Copy nothing but the text: repeat each entry exactly and drop the images.

────────────────────────────────────────

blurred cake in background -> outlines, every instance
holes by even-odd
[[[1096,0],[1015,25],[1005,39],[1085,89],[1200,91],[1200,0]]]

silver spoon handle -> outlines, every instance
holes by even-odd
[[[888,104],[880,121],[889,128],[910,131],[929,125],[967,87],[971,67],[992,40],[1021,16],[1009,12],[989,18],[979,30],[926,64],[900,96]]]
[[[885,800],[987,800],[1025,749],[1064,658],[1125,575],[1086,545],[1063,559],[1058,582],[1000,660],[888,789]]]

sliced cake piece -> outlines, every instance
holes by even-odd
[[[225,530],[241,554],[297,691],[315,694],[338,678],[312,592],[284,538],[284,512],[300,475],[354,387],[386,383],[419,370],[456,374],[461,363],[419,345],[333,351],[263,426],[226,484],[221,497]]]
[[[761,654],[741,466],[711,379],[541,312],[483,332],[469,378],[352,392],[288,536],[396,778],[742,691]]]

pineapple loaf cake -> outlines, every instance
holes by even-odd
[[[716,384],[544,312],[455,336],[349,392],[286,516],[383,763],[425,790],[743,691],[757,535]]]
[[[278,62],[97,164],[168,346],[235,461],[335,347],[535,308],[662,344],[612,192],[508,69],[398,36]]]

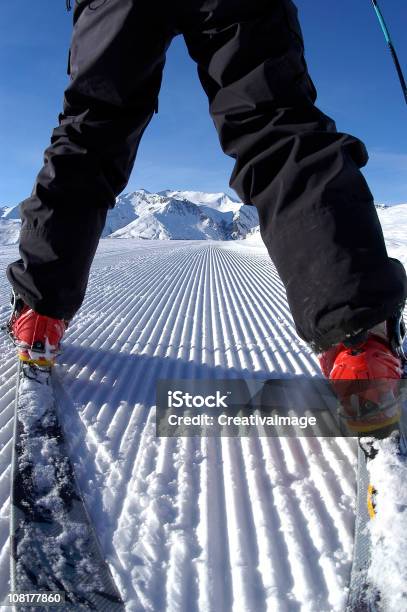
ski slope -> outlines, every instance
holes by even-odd
[[[2,269],[15,255],[3,249]],[[13,353],[2,338],[1,599]],[[344,609],[354,440],[155,437],[159,378],[318,375],[262,247],[102,241],[59,364],[71,453],[127,610]]]

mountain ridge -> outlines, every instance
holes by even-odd
[[[377,203],[378,211],[407,204]],[[389,213],[390,214],[390,213]],[[0,206],[0,245],[18,243],[19,206]],[[258,213],[225,192],[146,189],[123,193],[107,214],[102,238],[144,240],[252,240]]]

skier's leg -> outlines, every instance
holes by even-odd
[[[386,253],[364,145],[314,105],[295,6],[189,6],[185,40],[236,159],[231,187],[258,208],[299,335],[321,351],[384,321],[405,298],[405,271]]]
[[[21,206],[21,259],[8,268],[42,315],[70,319],[82,303],[107,210],[156,108],[170,23],[147,1],[76,4],[64,112]]]

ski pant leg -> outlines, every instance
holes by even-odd
[[[363,143],[316,106],[291,0],[193,0],[183,33],[209,98],[230,185],[260,217],[298,334],[315,350],[394,313],[403,266],[387,255],[359,168]]]
[[[156,109],[172,35],[153,4],[76,3],[64,110],[21,205],[21,259],[7,271],[41,314],[70,319],[80,307],[107,210]]]

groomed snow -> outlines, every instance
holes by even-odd
[[[158,378],[317,374],[266,254],[230,244],[102,241],[59,366],[78,477],[128,610],[343,610],[353,440],[155,437]],[[15,361],[0,348],[4,597]]]
[[[401,250],[396,232],[397,219]],[[4,247],[1,269],[16,256]],[[0,288],[5,318],[3,273]],[[0,350],[2,600],[16,364],[5,338]],[[159,378],[318,375],[263,247],[103,240],[59,364],[71,454],[128,611],[344,610],[354,440],[155,437]]]

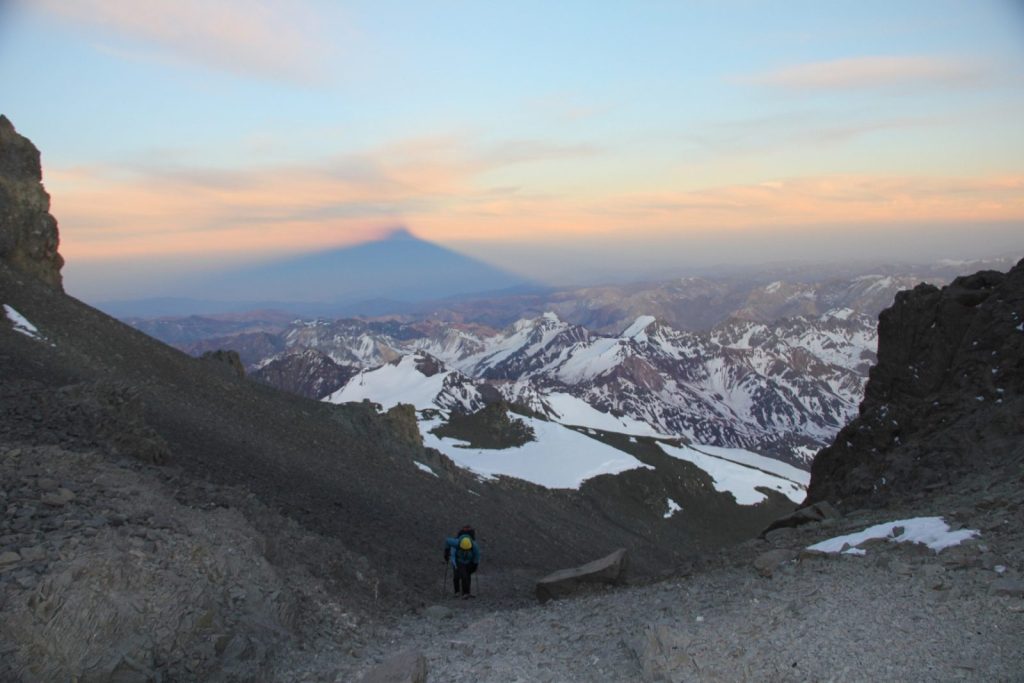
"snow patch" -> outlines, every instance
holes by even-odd
[[[4,313],[7,315],[7,319],[11,321],[11,325],[14,327],[15,332],[20,332],[26,337],[37,339],[39,341],[46,341],[43,336],[39,334],[39,329],[30,323],[25,316],[18,313],[12,306],[4,304]]]
[[[635,338],[635,339],[637,339],[637,341],[647,341],[647,335],[646,334],[642,335],[643,336],[642,339],[640,338],[640,336],[643,333],[643,331],[646,330],[647,327],[651,323],[653,323],[653,322],[654,322],[654,316],[653,315],[642,315],[639,318],[637,318],[636,320],[634,320],[633,324],[630,325],[629,327],[627,327],[626,331],[623,332],[620,336],[623,339],[634,339]]]
[[[550,394],[544,396],[543,401],[554,413],[552,416],[554,420],[564,425],[638,436],[668,436],[659,434],[646,422],[630,417],[615,417],[611,413],[602,413],[583,399],[576,398],[571,394]]]
[[[902,531],[897,534],[897,528]],[[808,550],[817,550],[823,553],[842,552],[843,548],[857,548],[862,543],[873,539],[887,539],[892,543],[921,543],[928,546],[935,552],[954,545],[960,545],[969,538],[980,535],[974,529],[960,529],[950,531],[942,517],[914,517],[912,519],[899,519],[895,522],[883,522],[845,536],[837,536],[820,543],[808,546]],[[865,554],[866,551],[856,553]]]
[[[825,313],[822,318],[835,318],[836,320],[849,320],[851,316],[856,315],[856,311],[852,308],[833,308],[832,310]]]
[[[442,405],[445,397],[466,407],[473,402],[473,392],[459,391],[458,386],[448,386],[454,370],[438,372],[427,377],[416,367],[415,355],[403,356],[397,364],[382,365],[374,370],[365,370],[322,399],[328,403],[359,402],[368,399],[381,404],[388,410],[399,403],[411,404],[417,410],[449,407]]]
[[[750,453],[738,448],[669,446],[668,444],[659,444],[659,446],[661,450],[673,458],[691,462],[707,472],[711,475],[712,480],[714,480],[715,490],[722,493],[731,493],[738,505],[757,505],[765,500],[767,496],[758,491],[758,488],[778,491],[794,503],[802,502],[807,494],[807,484],[805,482],[810,480],[809,473],[797,470],[795,467],[785,463],[771,461],[771,458],[765,458],[756,453]],[[721,455],[721,453],[725,452],[729,453],[728,458]],[[743,464],[741,460],[758,463],[771,461],[779,469],[789,468],[801,474],[798,475],[797,481],[793,481]]]
[[[669,517],[671,517],[672,515],[676,514],[677,512],[682,512],[683,511],[683,508],[679,507],[679,503],[675,502],[671,498],[666,498],[665,499],[665,504],[668,506],[668,512],[666,512],[663,515],[663,517],[665,519],[668,519]]]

────────────────────────────────────────

_TASK SOLUTION_
blurred cake in background -> outlines, every instance
holes by even-odd
[[[1096,0],[1015,25],[1005,39],[1085,89],[1200,91],[1200,0]]]

silver spoon handle -> outlines, every instance
holes by even-odd
[[[888,104],[880,121],[889,128],[910,131],[929,125],[967,87],[971,67],[992,40],[1021,16],[1009,12],[989,18],[979,30],[926,64],[900,96]]]
[[[885,800],[987,800],[1025,749],[1064,658],[1125,575],[1086,545],[1063,559],[1058,582],[1000,660],[888,789]]]

sliced cake piece -> outlines, every instance
holes by even-odd
[[[225,530],[241,554],[297,691],[315,694],[338,678],[312,592],[284,538],[284,512],[300,475],[354,387],[386,383],[419,370],[456,374],[461,363],[419,345],[333,351],[263,426],[226,484],[221,497]]]
[[[761,654],[741,466],[711,379],[541,312],[483,332],[469,378],[352,392],[288,536],[396,778],[742,691]]]

pineapple loaf cake -> outlines, every instance
holes by even-odd
[[[716,384],[544,312],[455,336],[349,392],[286,516],[383,763],[425,790],[743,691],[757,535]]]
[[[278,62],[97,164],[168,346],[235,461],[335,347],[535,308],[662,344],[612,192],[508,69],[398,36]]]

ski slope -> outlines, every instance
holes by even-odd
[[[2,269],[15,255],[3,249]],[[13,353],[2,338],[1,599]],[[344,609],[354,440],[155,437],[159,378],[318,375],[262,247],[102,241],[59,364],[71,453],[127,610]]]

mountain ridge -> outlines, every instance
holes by even-odd
[[[377,203],[378,211],[407,204]],[[389,213],[390,214],[390,213]],[[0,206],[0,245],[18,243],[19,206]],[[258,213],[225,192],[146,189],[123,193],[107,214],[102,238],[144,240],[252,240]]]

skier's leg -> outlines, every instance
holes by even-odd
[[[386,253],[364,145],[314,105],[295,6],[189,6],[185,40],[236,159],[231,187],[258,208],[299,335],[321,351],[384,321],[405,298],[405,271]]]
[[[21,206],[21,259],[8,268],[42,315],[70,319],[82,303],[107,210],[156,108],[170,23],[147,1],[76,4],[64,112]]]

ski pant leg -> outlines, every instance
holes by even-odd
[[[363,143],[316,106],[291,0],[193,0],[183,33],[209,98],[230,185],[260,217],[298,334],[315,350],[394,313],[403,266],[387,255],[359,168]]]
[[[156,109],[172,35],[153,4],[76,3],[64,110],[21,205],[21,259],[7,271],[41,314],[70,319],[80,307],[107,210]]]

groomed snow -> outlines, every instance
holes by even-odd
[[[158,378],[317,374],[266,254],[230,244],[102,241],[59,366],[78,477],[128,610],[343,610],[353,440],[155,437]],[[15,361],[0,348],[4,597]]]
[[[401,250],[396,232],[397,219]],[[4,247],[1,269],[16,256]],[[0,288],[5,318],[3,273]],[[0,350],[2,600],[16,364],[5,338]],[[159,378],[318,375],[263,247],[103,240],[59,364],[71,454],[128,611],[344,610],[354,440],[155,437]]]

"snow patch" -> outlines, every instance
holes by even-odd
[[[4,313],[7,315],[7,319],[11,321],[11,325],[14,327],[15,332],[20,332],[26,337],[37,339],[39,341],[46,341],[43,336],[39,334],[39,329],[30,323],[25,316],[18,313],[12,306],[4,304]]]
[[[635,338],[635,339],[637,339],[637,341],[647,341],[647,335],[646,334],[642,335],[643,336],[642,339],[640,338],[640,336],[643,333],[643,331],[646,330],[647,327],[651,323],[653,323],[653,322],[654,322],[654,316],[653,315],[642,315],[639,318],[637,318],[636,320],[634,320],[633,324],[630,325],[629,327],[627,327],[626,331],[623,332],[620,336],[623,339],[634,339]]]
[[[550,394],[544,396],[543,401],[554,413],[552,416],[554,420],[564,425],[638,436],[668,436],[659,434],[646,422],[630,417],[615,417],[611,413],[602,413],[583,399],[576,398],[571,394]]]
[[[902,531],[897,534],[897,528]],[[808,550],[817,550],[823,553],[842,552],[843,548],[857,548],[862,543],[873,539],[887,539],[892,543],[921,543],[928,546],[935,552],[954,545],[960,545],[969,538],[980,535],[974,529],[960,529],[950,531],[942,517],[914,517],[912,519],[899,519],[895,522],[883,522],[845,536],[837,536],[820,543],[808,546]],[[865,554],[866,551],[856,553]]]
[[[825,313],[822,318],[835,318],[836,320],[849,320],[851,316],[856,315],[856,311],[852,308],[833,308],[832,310]]]
[[[442,405],[445,397],[466,407],[473,402],[473,392],[459,391],[458,386],[448,386],[454,370],[438,372],[427,377],[416,367],[415,355],[403,356],[397,364],[382,365],[374,370],[365,370],[322,399],[328,403],[359,402],[368,399],[381,404],[388,410],[399,403],[411,404],[417,410],[449,407]]]
[[[750,453],[738,448],[669,446],[668,444],[659,444],[659,446],[661,450],[673,458],[691,462],[707,472],[711,475],[712,480],[714,480],[715,490],[722,493],[731,493],[738,505],[757,505],[765,500],[767,496],[758,491],[758,488],[778,491],[794,503],[802,502],[807,494],[807,484],[805,482],[810,480],[809,473],[797,470],[795,467],[785,463],[771,461],[771,458],[765,458],[756,453]],[[721,455],[721,453],[725,452],[729,453],[728,458]],[[743,464],[741,460],[758,463],[771,461],[779,469],[789,468],[801,474],[798,475],[797,481],[793,481]]]
[[[669,517],[671,517],[672,515],[676,514],[677,512],[682,512],[683,511],[683,508],[679,507],[679,503],[675,502],[671,498],[666,498],[665,499],[665,504],[668,506],[668,512],[666,512],[663,515],[663,517],[665,519],[668,519]]]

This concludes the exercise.